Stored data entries
----------

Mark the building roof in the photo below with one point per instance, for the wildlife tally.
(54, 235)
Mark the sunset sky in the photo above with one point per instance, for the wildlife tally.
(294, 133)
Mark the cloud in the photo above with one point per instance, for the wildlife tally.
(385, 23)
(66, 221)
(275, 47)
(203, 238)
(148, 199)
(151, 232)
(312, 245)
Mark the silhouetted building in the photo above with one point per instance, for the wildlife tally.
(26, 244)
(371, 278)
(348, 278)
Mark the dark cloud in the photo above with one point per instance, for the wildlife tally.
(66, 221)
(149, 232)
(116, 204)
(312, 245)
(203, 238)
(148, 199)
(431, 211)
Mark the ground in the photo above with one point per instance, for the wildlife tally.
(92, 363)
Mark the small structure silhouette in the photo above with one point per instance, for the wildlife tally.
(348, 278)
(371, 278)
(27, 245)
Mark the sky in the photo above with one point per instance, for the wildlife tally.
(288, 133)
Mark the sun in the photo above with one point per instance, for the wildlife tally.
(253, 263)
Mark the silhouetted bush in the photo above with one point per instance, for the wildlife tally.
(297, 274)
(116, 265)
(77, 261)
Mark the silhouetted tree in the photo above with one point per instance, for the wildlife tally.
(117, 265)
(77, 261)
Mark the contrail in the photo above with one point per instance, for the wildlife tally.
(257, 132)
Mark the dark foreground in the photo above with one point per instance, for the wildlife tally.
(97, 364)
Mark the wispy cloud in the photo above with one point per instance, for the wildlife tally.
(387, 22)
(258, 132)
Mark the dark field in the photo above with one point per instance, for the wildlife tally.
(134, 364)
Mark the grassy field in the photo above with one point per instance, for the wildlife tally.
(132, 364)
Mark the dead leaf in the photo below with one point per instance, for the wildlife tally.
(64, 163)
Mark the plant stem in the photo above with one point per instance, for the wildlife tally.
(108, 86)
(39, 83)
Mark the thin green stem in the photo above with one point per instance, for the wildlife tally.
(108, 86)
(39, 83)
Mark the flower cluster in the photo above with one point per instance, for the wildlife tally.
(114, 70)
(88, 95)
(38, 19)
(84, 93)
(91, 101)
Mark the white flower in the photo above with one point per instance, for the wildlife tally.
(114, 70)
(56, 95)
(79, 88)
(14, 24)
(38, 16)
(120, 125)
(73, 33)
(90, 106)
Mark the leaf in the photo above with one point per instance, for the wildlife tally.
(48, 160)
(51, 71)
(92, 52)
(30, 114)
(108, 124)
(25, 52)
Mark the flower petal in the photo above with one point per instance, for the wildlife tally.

----------

Assigned task = Each record above should be returned exactly as it appears.

Solution =
Mark the building roof in the photo below with one point per instance, for the wildlife tally.
(54, 235)
Mark the sunset sky in the photo above with one point per instance, for the wildlife tally.
(294, 133)
Mark the cloud in the photo above with one point per instance, for the wildlife tally.
(385, 23)
(66, 221)
(275, 47)
(203, 238)
(148, 199)
(151, 232)
(312, 245)
Mark the silhouetted building in the photo above with one point per instance, for the wildlife tally.
(26, 244)
(371, 278)
(348, 278)
Mark the dark cloud in the photo above with one point per instance, for the wildlife tally.
(66, 221)
(149, 232)
(116, 204)
(312, 245)
(203, 238)
(148, 199)
(431, 211)
Mark the ground in the photo above with one point per instance, for the wildlife tally.
(92, 363)
Mark the small structure silhouette in the photo above with one point per instance, for the wildlife tally.
(348, 278)
(371, 278)
(27, 245)
Mark the sky in the photo above with one point per instance, for the wildlife tally.
(288, 133)
Mark the sun in the photo above with one point per instance, for the wildlife tally.
(253, 263)
Mark the silhouetted bush in the photo above with one point per instance, for the wildlife tally.
(297, 274)
(116, 265)
(77, 261)
Mark the silhouetted tree in the photo above with one point per instance, for the wildlife tally.
(117, 265)
(77, 261)
Mark the contrail in the photo above with one point per instance, for the wildlife tally.
(257, 132)
Mark the dark foreground in the photo above with one point per instance, for the wildlife tally.
(97, 364)
Mark the wispy cloud in the photo above with one point per instance, for the wildlife tally.
(387, 22)
(258, 132)
Mark the dark field in the photo above with one point per instance, for the wildlife tally.
(134, 364)
Mark the grassy field in the photo above with one point per instance, for the wildlife tally.
(132, 364)
Mark the dead leaf in the photo below with one point per instance, for the wildlife tally.
(64, 163)
Mark the plant stem in the photo above with one point per instance, for the wildlife tally.
(108, 86)
(39, 83)
Mark the thin green stem in the photo above with one point per instance, for the wildlife tally.
(108, 86)
(39, 83)
Mark the flower cluster in the photo above with one point per instance, for the wildlife tally.
(114, 70)
(88, 95)
(38, 19)
(84, 93)
(91, 101)
Mark the white flower in the photo above with one point per instance, for the wildlife tally.
(114, 70)
(56, 95)
(79, 88)
(14, 24)
(38, 16)
(120, 125)
(73, 33)
(90, 106)
Mark the leaf in the photo above with one point per instance, for the wildlife tally.
(48, 160)
(51, 71)
(92, 52)
(30, 114)
(108, 124)
(25, 52)
Mark the flower petal in the photo above with one point per instance, for the wildlife tally.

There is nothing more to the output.